### Extracted data
--

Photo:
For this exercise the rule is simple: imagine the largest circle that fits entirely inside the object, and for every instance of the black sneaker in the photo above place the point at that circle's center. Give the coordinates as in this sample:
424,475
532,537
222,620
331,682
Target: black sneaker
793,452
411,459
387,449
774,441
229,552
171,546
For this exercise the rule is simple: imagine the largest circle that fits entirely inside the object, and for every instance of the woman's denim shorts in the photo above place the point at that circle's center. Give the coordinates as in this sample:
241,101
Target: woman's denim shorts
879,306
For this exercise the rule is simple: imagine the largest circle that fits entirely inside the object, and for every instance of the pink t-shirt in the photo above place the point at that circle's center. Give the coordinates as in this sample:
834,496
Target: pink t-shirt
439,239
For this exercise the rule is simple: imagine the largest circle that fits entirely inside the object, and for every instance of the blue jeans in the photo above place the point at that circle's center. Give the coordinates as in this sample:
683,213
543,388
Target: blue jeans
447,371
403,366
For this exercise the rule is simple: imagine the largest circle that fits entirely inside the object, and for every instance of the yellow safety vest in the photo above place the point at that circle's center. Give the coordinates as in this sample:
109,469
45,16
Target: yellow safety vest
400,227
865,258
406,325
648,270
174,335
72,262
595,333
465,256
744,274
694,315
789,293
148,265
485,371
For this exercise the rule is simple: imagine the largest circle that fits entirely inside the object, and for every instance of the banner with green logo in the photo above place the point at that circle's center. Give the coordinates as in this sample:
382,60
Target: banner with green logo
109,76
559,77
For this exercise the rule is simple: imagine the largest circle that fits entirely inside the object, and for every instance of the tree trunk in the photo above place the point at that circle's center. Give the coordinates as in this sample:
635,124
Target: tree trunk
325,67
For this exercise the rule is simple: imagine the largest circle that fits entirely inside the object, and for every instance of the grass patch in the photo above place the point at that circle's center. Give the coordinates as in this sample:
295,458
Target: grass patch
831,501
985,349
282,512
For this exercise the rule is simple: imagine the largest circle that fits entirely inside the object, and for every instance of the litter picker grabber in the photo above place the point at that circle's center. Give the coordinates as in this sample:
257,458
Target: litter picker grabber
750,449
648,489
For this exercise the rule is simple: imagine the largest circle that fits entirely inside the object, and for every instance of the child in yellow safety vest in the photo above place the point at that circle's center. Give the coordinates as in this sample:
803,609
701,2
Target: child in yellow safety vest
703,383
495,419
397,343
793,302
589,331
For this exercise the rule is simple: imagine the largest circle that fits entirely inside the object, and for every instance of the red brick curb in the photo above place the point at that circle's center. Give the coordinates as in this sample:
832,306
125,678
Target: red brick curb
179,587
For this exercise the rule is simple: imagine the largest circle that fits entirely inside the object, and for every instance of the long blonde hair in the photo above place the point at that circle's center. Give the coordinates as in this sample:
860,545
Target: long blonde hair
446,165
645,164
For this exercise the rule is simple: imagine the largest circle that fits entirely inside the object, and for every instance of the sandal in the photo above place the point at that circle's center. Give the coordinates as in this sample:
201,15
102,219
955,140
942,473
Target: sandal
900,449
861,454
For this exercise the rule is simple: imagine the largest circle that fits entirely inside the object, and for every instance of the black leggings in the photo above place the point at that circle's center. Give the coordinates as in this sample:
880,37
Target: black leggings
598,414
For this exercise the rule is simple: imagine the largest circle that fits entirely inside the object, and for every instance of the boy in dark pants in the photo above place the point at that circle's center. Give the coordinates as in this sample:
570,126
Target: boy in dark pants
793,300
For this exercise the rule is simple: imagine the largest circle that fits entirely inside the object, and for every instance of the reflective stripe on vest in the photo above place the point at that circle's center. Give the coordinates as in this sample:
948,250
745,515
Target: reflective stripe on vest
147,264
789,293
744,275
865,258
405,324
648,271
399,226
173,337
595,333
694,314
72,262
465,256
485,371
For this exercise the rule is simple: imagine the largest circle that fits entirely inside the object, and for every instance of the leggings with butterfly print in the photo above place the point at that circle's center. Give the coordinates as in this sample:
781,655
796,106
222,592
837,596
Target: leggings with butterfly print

--

Return the entries above exactly, each one complete.

### Response
Photo:
For this exercise the rule is simple: imagine the largest circle that fits entirely inside the object, and for every instance of the black sneaker in the photo above place the point at that circle's center. Give the coordinates as in this sample:
424,475
532,537
222,620
331,682
Target: black sneaker
793,452
411,459
387,449
774,441
229,552
171,546
For this exercise the rule is simple: imagine the largest circle that fits entirely inside the object, and for every instance of the woman's denim shorts in the photo above place the point at that circle's center. Give the coordinates as in this sample:
241,101
Target: woman's denim shorts
879,306
For this exercise the rule is simple: imagine the largest circle that fits entirely inside the object, and for every instance of the pink t-shirt in the photo above place the point at that circle's center. Give the coordinates as in this sample:
834,496
Target: pink t-shirt
439,239
For this exercise the rule is simple: imagine the largest circle that fits entirely inside the object, and for every instance of the blue jeans in the photo above place the point at that circle's center. Give the coordinates as in this sample:
683,213
543,388
Target: blue jeans
447,371
403,366
For this exercise the rule is simple: imagine the largest circle that fits entirely inside the object, and for every instance of the yellow safety vest in the photo above place the point at that circle's center. Give the coordinates as in this sample:
109,469
45,16
Target: yellow safety vest
400,227
865,258
406,325
648,270
174,335
72,262
595,333
465,256
744,274
694,315
789,293
148,265
485,371
For this exercise the rule is simple: imagine the largest circle that fits entirely inside the object, and for every instance of the banner with green logo in the photo above place the point at that circle's center. Give the coordinates as in this sample:
382,60
Target: banner with green logo
109,76
559,77
For this exercise the rule is simple: imagine the largest circle that fits entirely inside the object, and for every instance of the tree trunk in the photo above place the point at that circle's center. Give the coordinates as in this sample:
635,124
Target: tree trunk
325,67
For this exercise the rule is simple: imagine the largest circle that fits entirely inside the object, and for every instance of the grass patch in the photo above place the point at that circle's center. Give the coordinates as in this sample:
295,458
Target: grass patch
831,501
985,349
282,512
For this exercise the rule is simple: imagine the largest circle that fits entirely inside the object, and for every instance of the litter picker grabber in the photo above place the point at that circle's center. Give the coordinates as in this sample:
257,458
Target: litter picker grabber
750,449
648,489
For this exercise the rule is simple: imagine the largest circle that fits entirely inside the object, and for every instance of the child in yellow safety vest in the photo above place the point at that circle's center. Give the coordinates as in this sample:
803,609
701,2
Target: child in yellow safety vest
703,383
495,419
397,343
793,302
589,331
For this exercise the rule is simple: imagine the largest circle that fits entirely inside the object, and for every instance of the red brick curb in the photo above place the point at that circle's center. Give the coordinates as in this sample:
832,306
125,678
Target: red brick curb
179,587
For this exercise the rule is simple: imagine the largest circle that fits entirely inside the object, and for every instance of the long blonde hair in the photo above place the point at that circle's center. Give the coordinates as in this sample:
860,545
Target: long blonde hair
446,165
645,164
For this exercise the rule is simple: imagine the largest circle that fits entirely inside the object, and for every instance of the sandal in the photo above place the point at that circle's center. Give the coordinates as in this sample:
201,15
102,219
955,140
942,473
Target: sandal
900,449
861,454
For this exercise the rule is simple: imagine the largest circle that fits entirely inside the object, and for every instance of the black leggings in the photo above place the point at that circle's center. Give the coordinates as in this sample:
880,37
Target: black leggings
598,414
For this exercise the rule is simple: imagine the largest circle that fits entirely inside the object, and for every instance of the boy in dark pants in the photo above place the point at that circle's center. Give the coordinates as in this sample:
570,126
Target: boy in dark pants
793,300
For this exercise the rule is simple: imagine the largest circle that fits entirely inside the object, and for every instance of the reflective stripe on vest in the photo above place the point at that circle's center. Give the coordinates as in this sample:
948,250
745,515
Target: reflective stripe on vest
147,264
789,293
744,275
865,258
405,324
648,271
399,226
173,337
595,333
694,314
72,262
465,256
485,371
For this exercise the rule is simple: imagine the largest circle that fits entirely inside the object, and for every instance of the leggings with butterfly print in the photo above place the point at that circle's center. Give the coordinates as in this sample:
781,655
796,106
222,592
837,596
Target: leggings with butterfly print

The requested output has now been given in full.